TEXTO:

Portal do Butantan

Pesquisadora há quase 40 anos, Solange Serrano é mãe de gêmeas e apaixonada por venenos de serpentes e suas fantásticas toxinas

Apesar do medo de serpentes, a pesquisadora científica do Butantan dedicou sua vida a entender como seus venenos funcionam


Publicado em: 26/02/2024

Mudanças na carreira podem acontecer em qualquer etapa da vida. Para Solange Maria de Toledo Serrano, pesquisadora científica do Laboratório de Toxinologia Aplicada (LETA) do Butantan, elas vieram cedo. Graduada em Farmácia-Bioquímica pela Universidade Estadual Paulista Júlio de Mesquita Filho (UNESP), ela percebeu logo nos primeiros meses após a faculdade que o laboratório clínico não era o seu lugar — a repetição da rotina não lhe agradava em nada. Saiu de Bauru, sua cidade natal, em busca de uma nova chance e bateu às portas do Instituto Butantan com a coragem de um sonho. Hoje, após se redescobrir no universo ofídico, ela lidera um grupo de pesquisa que é especialista na análise de toxinas de venenos de serpentes e seus efeitos.

Quem conhece a cientista que, aos 64 anos e com mais de 130 artigos publicados, passou décadas orientando profissionais e está prestes a completar 40 anos de casa, mal pode imaginar que estudar venenos, sobretudo de serpentes, não era seu objetivo inicial. Quando visitou pela primeira vez o Instituto Butantan, aos 9 anos de idade, Solange ficou aterrorizada pelas serpentes que viu no Serpentário e no Museu Biológico do Parque da Ciência. “Lembro que cheguei a falar que nunca mais entraria naquele lugar horroroso”, brinca a pesquisadora.

ENTRADAS EXTRAÍDAS:
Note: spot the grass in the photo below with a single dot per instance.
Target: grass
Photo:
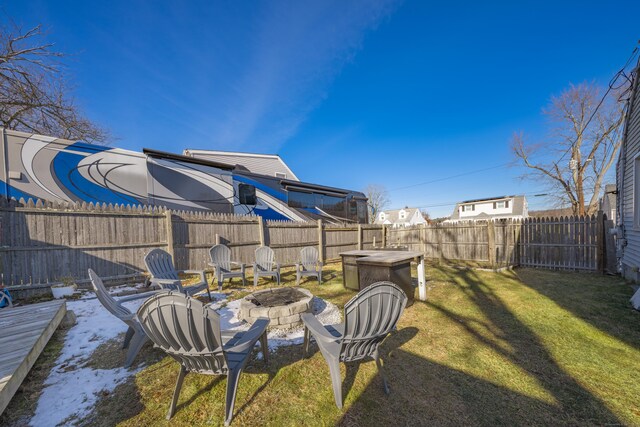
(523, 347)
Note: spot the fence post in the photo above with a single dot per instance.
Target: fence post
(516, 241)
(261, 230)
(423, 237)
(491, 242)
(600, 241)
(320, 241)
(168, 221)
(384, 236)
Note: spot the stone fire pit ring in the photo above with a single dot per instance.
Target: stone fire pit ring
(280, 316)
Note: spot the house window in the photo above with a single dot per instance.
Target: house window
(636, 192)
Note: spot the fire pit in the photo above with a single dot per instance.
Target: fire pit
(282, 306)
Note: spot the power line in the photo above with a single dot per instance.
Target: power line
(539, 193)
(610, 87)
(454, 176)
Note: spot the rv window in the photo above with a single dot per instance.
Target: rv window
(247, 194)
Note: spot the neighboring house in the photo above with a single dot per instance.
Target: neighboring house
(608, 202)
(261, 164)
(491, 209)
(405, 217)
(628, 185)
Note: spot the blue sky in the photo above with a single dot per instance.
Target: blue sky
(348, 93)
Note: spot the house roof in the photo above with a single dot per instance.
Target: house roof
(393, 216)
(519, 203)
(262, 164)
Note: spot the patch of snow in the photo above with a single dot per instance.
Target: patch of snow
(72, 388)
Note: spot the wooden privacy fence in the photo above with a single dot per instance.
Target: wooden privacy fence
(42, 242)
(566, 243)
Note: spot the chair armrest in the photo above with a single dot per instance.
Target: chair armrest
(318, 331)
(197, 272)
(161, 282)
(138, 296)
(250, 337)
(239, 264)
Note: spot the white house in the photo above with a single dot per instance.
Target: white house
(491, 209)
(405, 217)
(628, 189)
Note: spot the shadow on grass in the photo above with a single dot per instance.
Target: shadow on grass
(602, 301)
(438, 394)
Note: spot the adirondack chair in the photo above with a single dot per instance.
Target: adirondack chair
(309, 265)
(5, 298)
(221, 260)
(368, 318)
(265, 265)
(189, 331)
(135, 337)
(163, 273)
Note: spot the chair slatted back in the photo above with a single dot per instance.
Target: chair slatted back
(186, 329)
(309, 258)
(113, 306)
(265, 258)
(160, 265)
(221, 256)
(369, 317)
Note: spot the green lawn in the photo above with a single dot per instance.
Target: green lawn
(525, 347)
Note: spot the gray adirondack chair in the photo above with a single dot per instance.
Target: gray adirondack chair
(135, 337)
(309, 265)
(265, 265)
(5, 299)
(368, 318)
(163, 273)
(221, 260)
(189, 331)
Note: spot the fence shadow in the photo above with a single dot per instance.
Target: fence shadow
(427, 392)
(602, 301)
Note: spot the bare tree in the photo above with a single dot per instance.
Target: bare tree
(378, 200)
(426, 215)
(585, 137)
(34, 93)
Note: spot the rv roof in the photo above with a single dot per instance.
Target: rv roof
(188, 159)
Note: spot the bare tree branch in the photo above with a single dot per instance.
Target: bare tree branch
(378, 199)
(590, 134)
(34, 95)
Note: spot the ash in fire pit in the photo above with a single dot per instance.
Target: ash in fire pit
(284, 296)
(283, 306)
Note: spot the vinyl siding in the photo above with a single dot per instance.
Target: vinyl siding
(631, 145)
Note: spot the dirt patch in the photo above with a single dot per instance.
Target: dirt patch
(111, 355)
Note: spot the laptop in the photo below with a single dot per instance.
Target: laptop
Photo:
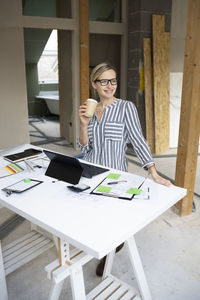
(70, 169)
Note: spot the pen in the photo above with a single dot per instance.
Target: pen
(29, 165)
(116, 182)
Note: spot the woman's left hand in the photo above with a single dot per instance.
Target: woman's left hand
(157, 178)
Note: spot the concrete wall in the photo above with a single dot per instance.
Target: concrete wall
(178, 30)
(140, 26)
(13, 99)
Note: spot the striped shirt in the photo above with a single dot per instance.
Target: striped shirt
(108, 138)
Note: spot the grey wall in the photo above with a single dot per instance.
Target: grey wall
(178, 30)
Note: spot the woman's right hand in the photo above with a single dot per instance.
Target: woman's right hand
(83, 119)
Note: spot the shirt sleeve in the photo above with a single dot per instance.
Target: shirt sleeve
(84, 149)
(135, 135)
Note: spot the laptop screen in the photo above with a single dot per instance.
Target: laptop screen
(63, 167)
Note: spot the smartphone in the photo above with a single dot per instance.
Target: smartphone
(80, 187)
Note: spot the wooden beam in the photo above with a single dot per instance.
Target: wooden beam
(161, 83)
(84, 49)
(148, 93)
(190, 110)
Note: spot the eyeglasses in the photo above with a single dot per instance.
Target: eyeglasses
(104, 82)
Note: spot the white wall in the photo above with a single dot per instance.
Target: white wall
(178, 30)
(13, 99)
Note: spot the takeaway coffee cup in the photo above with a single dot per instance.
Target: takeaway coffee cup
(91, 106)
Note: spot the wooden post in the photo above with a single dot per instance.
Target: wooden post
(190, 110)
(161, 72)
(148, 93)
(84, 49)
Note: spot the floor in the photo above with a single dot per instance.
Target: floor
(169, 246)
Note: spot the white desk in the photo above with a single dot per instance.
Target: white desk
(94, 224)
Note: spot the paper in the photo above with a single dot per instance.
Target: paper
(9, 169)
(123, 185)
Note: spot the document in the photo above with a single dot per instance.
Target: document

ENUNCIADO: Retome o texto sobre a pesquisadora Solange Serrano e continue a escrita a partir da última frase apresentada.

RESPOSTA:
Apesar do medo de serpentes, que não diminuiu ao longo dos anos, a farmacêutica se inscreveu no processo seletivo para estágios, indicação de pesquisadores do Butantan que ministraram um curso de virologia na UNESP quando ela ainda estava na graduação. Solange, que na época conhecia pouco de São Paulo e ainda trabalhava em Bauru, só pôde comparecer em um dos testes nos quais se inscreveu. Mas foi uma escolha acertada: ela passou no processo seletivo e se tornou oficialmente estagiária do Laboratório de Bioquímica.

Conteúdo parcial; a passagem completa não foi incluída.